AIM - Please count the lines below that contain the string "white", with case counting, and reply with the number alone.

==*==

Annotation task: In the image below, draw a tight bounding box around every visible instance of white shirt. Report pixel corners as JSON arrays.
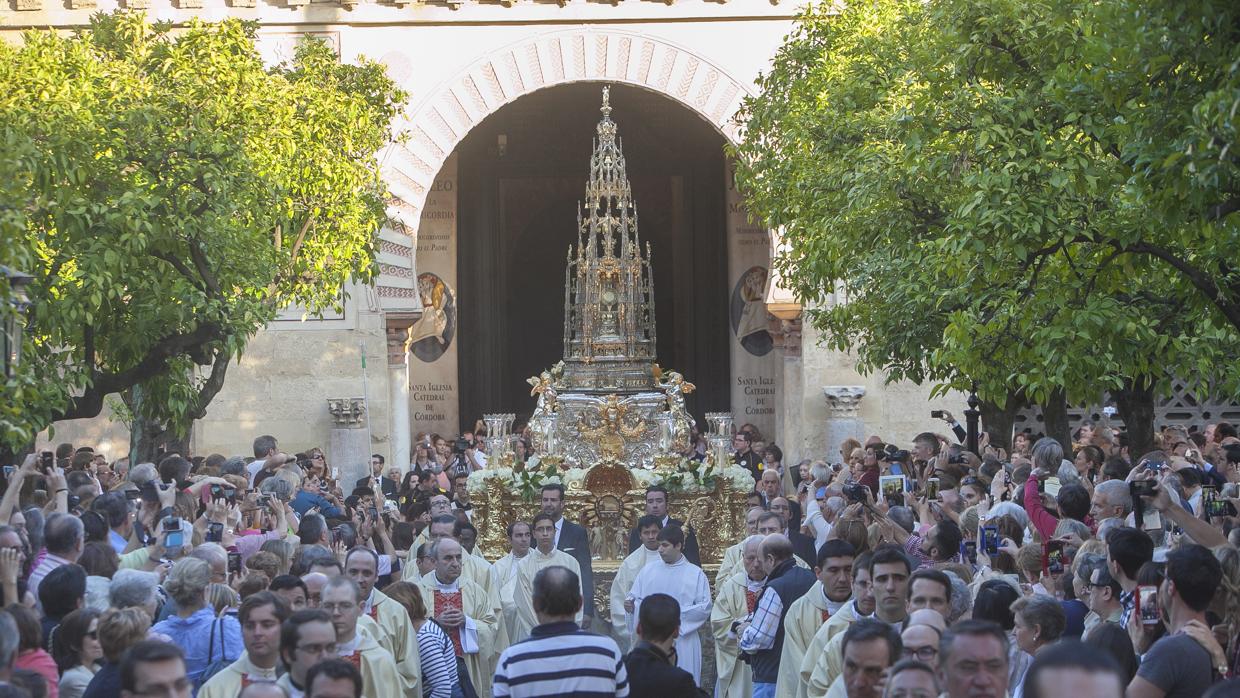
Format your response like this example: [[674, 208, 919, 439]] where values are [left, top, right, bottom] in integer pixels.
[[246, 457, 267, 487]]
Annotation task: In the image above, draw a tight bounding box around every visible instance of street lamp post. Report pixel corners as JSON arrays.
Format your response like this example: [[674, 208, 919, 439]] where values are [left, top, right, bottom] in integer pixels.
[[965, 381, 982, 456], [0, 265, 32, 378]]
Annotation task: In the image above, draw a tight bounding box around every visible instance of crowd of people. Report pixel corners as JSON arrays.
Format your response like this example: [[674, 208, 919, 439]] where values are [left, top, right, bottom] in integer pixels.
[[0, 414, 1240, 698]]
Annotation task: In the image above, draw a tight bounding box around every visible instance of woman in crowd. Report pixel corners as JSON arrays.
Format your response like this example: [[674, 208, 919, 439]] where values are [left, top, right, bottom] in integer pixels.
[[151, 558, 242, 681], [1012, 594, 1068, 698], [52, 609, 103, 698], [5, 605, 61, 698]]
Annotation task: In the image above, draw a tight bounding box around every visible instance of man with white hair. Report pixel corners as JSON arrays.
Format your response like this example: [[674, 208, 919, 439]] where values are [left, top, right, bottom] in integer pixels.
[[711, 536, 766, 698], [714, 507, 766, 586], [108, 569, 160, 617], [418, 538, 507, 696], [1089, 480, 1132, 524]]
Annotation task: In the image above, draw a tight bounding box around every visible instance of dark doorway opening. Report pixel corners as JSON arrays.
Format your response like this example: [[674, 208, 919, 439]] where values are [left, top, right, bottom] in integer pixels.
[[456, 83, 730, 429]]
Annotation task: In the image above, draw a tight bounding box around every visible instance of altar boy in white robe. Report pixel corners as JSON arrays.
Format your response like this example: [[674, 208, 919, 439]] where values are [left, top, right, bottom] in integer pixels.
[[625, 526, 711, 686], [608, 513, 663, 652]]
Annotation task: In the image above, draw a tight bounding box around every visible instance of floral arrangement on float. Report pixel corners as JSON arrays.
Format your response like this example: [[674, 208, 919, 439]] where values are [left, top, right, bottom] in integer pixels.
[[467, 459, 754, 502]]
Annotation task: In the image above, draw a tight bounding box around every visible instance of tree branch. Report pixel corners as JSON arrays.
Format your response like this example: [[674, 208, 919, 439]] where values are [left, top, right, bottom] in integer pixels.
[[1112, 242, 1240, 329], [150, 252, 207, 293], [52, 322, 223, 422], [188, 238, 219, 298]]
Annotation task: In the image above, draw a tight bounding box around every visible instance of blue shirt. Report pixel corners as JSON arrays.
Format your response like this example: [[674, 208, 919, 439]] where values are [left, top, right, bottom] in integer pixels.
[[290, 490, 345, 518], [151, 606, 246, 681]]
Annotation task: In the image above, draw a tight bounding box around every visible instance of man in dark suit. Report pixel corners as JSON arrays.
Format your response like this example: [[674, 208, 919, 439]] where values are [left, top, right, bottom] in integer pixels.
[[624, 594, 706, 698], [542, 485, 594, 630], [629, 485, 702, 567], [353, 454, 399, 500]]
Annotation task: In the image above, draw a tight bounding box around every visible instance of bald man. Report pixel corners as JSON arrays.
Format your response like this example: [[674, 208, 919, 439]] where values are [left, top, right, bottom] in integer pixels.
[[737, 533, 817, 696], [711, 536, 766, 698], [301, 572, 331, 609], [714, 507, 766, 588]]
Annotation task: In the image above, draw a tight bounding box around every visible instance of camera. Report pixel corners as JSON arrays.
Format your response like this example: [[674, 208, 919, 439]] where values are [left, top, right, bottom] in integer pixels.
[[844, 484, 869, 503]]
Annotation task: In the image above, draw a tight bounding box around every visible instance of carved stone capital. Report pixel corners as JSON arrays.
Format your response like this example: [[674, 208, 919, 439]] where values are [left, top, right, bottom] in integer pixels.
[[383, 312, 418, 368], [766, 317, 801, 357], [327, 398, 366, 429], [822, 386, 866, 419]]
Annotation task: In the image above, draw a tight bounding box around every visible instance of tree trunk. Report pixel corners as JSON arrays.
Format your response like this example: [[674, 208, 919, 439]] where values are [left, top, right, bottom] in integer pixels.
[[1112, 376, 1154, 462], [981, 392, 1027, 453], [1042, 389, 1073, 454]]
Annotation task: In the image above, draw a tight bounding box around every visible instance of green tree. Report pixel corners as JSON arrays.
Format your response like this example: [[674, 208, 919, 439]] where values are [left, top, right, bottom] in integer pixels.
[[0, 12, 405, 458], [737, 0, 1240, 453]]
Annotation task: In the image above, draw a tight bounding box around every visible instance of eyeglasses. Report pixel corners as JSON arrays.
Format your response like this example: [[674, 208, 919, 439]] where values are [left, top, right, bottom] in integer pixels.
[[296, 642, 336, 655], [134, 678, 190, 697], [904, 645, 939, 662]]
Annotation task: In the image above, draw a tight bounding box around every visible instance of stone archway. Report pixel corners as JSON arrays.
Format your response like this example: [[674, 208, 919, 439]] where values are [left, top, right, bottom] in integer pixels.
[[374, 27, 753, 311]]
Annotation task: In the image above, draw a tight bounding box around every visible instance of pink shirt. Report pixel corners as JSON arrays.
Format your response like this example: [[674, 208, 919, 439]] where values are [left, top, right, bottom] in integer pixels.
[[12, 650, 61, 698]]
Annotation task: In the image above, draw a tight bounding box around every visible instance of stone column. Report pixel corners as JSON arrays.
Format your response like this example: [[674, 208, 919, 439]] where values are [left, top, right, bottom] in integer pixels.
[[822, 386, 866, 462], [770, 317, 811, 461], [384, 314, 415, 474], [327, 398, 371, 492]]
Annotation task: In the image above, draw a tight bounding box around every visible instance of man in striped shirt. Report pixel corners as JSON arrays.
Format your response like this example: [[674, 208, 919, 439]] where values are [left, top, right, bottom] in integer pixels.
[[492, 565, 629, 698]]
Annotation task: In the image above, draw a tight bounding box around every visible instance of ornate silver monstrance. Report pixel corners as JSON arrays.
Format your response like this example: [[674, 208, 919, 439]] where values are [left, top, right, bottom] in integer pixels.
[[529, 88, 693, 467]]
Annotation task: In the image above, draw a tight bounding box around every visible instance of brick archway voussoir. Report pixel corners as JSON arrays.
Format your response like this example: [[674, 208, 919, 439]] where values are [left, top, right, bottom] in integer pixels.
[[376, 27, 753, 314]]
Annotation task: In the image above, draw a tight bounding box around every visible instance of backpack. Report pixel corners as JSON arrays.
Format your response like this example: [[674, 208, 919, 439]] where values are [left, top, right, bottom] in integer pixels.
[[193, 616, 236, 693]]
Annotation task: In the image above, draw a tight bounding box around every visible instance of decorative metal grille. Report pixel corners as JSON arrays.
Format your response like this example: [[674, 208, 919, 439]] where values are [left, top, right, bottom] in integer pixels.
[[1014, 379, 1240, 434]]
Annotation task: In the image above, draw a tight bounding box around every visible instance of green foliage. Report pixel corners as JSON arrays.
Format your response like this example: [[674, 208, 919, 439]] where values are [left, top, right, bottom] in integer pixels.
[[0, 12, 405, 445], [737, 0, 1240, 404]]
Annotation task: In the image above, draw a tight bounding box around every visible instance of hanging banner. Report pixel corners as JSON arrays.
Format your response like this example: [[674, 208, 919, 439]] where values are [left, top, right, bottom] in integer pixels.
[[409, 154, 460, 438], [725, 160, 781, 443]]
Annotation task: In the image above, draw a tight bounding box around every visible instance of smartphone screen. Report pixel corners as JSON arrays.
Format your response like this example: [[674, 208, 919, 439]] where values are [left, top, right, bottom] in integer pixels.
[[982, 526, 999, 557], [1137, 586, 1162, 625], [960, 541, 977, 564], [1043, 541, 1064, 574]]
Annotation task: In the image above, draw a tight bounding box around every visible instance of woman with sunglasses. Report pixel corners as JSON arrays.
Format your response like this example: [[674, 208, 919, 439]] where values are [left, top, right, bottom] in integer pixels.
[[52, 609, 103, 698]]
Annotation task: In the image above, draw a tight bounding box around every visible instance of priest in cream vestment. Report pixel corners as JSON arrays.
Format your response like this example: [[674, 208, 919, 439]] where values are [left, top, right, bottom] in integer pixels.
[[711, 536, 766, 698], [800, 562, 874, 696], [510, 513, 594, 642], [491, 521, 533, 645], [625, 526, 711, 686], [402, 515, 488, 592], [714, 507, 766, 589], [608, 515, 663, 652], [198, 591, 290, 698], [322, 577, 409, 698], [345, 548, 422, 696], [418, 538, 507, 696], [775, 539, 854, 698]]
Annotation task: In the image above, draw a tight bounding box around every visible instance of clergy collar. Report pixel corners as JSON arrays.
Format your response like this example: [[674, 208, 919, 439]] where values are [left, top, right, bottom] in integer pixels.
[[336, 629, 362, 657], [429, 565, 464, 591]]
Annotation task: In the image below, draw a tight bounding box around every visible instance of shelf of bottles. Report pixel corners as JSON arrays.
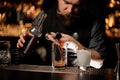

==*==

RESULT OF THIS TASK - 3